SUPPLIED RECORDS:
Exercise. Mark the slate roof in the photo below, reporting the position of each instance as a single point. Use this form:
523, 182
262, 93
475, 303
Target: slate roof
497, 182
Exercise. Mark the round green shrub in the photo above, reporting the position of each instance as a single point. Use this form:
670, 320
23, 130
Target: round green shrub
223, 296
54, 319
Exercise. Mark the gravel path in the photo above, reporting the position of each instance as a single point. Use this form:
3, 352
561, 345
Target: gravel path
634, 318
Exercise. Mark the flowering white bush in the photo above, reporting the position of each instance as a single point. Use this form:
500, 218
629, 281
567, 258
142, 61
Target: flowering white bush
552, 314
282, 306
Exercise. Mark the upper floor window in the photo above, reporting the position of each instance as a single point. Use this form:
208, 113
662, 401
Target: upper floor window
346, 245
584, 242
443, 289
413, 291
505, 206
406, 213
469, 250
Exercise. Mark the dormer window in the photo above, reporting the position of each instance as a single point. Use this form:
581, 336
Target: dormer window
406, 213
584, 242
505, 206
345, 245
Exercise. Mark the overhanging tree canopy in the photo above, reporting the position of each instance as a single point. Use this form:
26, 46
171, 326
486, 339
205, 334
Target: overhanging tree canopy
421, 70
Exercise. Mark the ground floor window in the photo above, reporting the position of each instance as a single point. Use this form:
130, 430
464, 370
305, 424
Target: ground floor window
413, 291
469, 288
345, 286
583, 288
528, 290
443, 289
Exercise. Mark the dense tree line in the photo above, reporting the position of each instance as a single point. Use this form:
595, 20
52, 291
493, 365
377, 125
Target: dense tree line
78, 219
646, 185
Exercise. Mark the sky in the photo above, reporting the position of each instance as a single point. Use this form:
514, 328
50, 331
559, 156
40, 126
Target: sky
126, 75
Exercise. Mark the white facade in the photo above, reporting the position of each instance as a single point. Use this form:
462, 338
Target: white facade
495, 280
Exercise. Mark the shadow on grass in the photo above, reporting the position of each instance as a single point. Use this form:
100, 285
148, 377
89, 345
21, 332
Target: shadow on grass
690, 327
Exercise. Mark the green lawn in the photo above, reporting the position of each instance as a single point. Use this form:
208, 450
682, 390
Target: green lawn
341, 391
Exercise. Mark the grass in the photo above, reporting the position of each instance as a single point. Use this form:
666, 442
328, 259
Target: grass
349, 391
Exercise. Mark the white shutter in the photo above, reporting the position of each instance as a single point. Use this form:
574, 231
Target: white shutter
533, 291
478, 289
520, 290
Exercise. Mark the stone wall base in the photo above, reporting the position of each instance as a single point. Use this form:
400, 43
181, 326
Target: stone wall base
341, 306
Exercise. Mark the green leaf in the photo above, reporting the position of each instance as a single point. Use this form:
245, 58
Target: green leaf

INSTRUCTIONS TO FOLLOW:
Copy out all of the lines above exactly.

OUTPUT:
Exercise. Mark the slate roof in the photo below, reporting the position of each instance as a single point. Use this form:
523, 182
262, 93
475, 303
Target: slate roof
497, 182
Exercise. Mark the round green shrub in the photo above, reporting the position of each instance as a single point. Use this form:
670, 320
23, 130
Target: round green shrub
223, 296
54, 319
Exercise. Mark the gravel path in the photo above, reporting the position of each instance as a single point. Use this form:
3, 352
561, 345
Target: gravel path
634, 318
Exercise. Mark the flowering white bush in the photo above, reporting the position of each instance as a single point. Use this form:
500, 218
629, 281
567, 258
142, 61
Target: flowering white bush
552, 314
282, 306
Exercise. Mark the upper floor window in the photo above, reporting the position of each instance as a single point. Use this form:
208, 113
662, 401
Target: upper floor window
346, 245
584, 242
443, 289
413, 291
505, 206
406, 213
469, 250
Exercise. Mark the dormer window in the photo above, reporting the position of each instance as a single point. Use this form:
581, 336
Target: dormer window
406, 213
584, 242
505, 206
345, 245
Exercise. Mark the overhanging tree canopy in the photo above, reporting the position of each instance as a single point. Use this form:
26, 46
171, 326
486, 339
205, 334
Target: overhanging tree canopy
421, 70
Exercise. Mark the ground floor window in the photo above, reporting the position of each instance as a single point. Use this form:
130, 430
464, 370
305, 424
Target: ground floor window
413, 291
469, 288
345, 286
583, 288
528, 290
443, 289
Exercise. Mark the dense tree line in the photo above, reporting the position of each instance as a single point. Use this form:
595, 20
52, 291
493, 365
377, 125
Target: dense tree line
78, 219
646, 185
Exercise. Mark the sky in the photo above, reporting the position of each instance as a single point. Use this form:
514, 328
50, 331
559, 156
40, 126
Target: sky
126, 75
Exercise. Mark the white facade in the photo above, reporting the position of each instance as a single point. Use this form:
462, 338
Target: white facade
495, 280
Exercise. Mark the shadow on grass in the photo above, reporting the position of each instance as a single point. Use this form:
100, 285
148, 377
89, 345
21, 332
Target: shadow on grass
690, 327
Exercise. Mark the green lawn in the photo above, reporting the position of each instance as a single point. Use this form:
208, 450
682, 390
Target: green lawn
341, 391
Exercise. Mark the grass in the photo above, reporting the position of each instance as a single point. Use this form:
666, 442
328, 259
Target: grass
349, 391
Exercise. Mark the white shutter in the photo above, reporting the position of each instance as a single point. Use this form:
574, 231
Target: white shutter
533, 291
478, 289
520, 290
Exercise. Mark the stone wall base in the photo above, reporting the position of each instance as a single point. Use this form:
400, 43
181, 326
Target: stone wall base
341, 306
Exercise. Mark the green leaf in the photo above, reporting the position of each instance as a single point. Use this form:
245, 58
Target: green leaf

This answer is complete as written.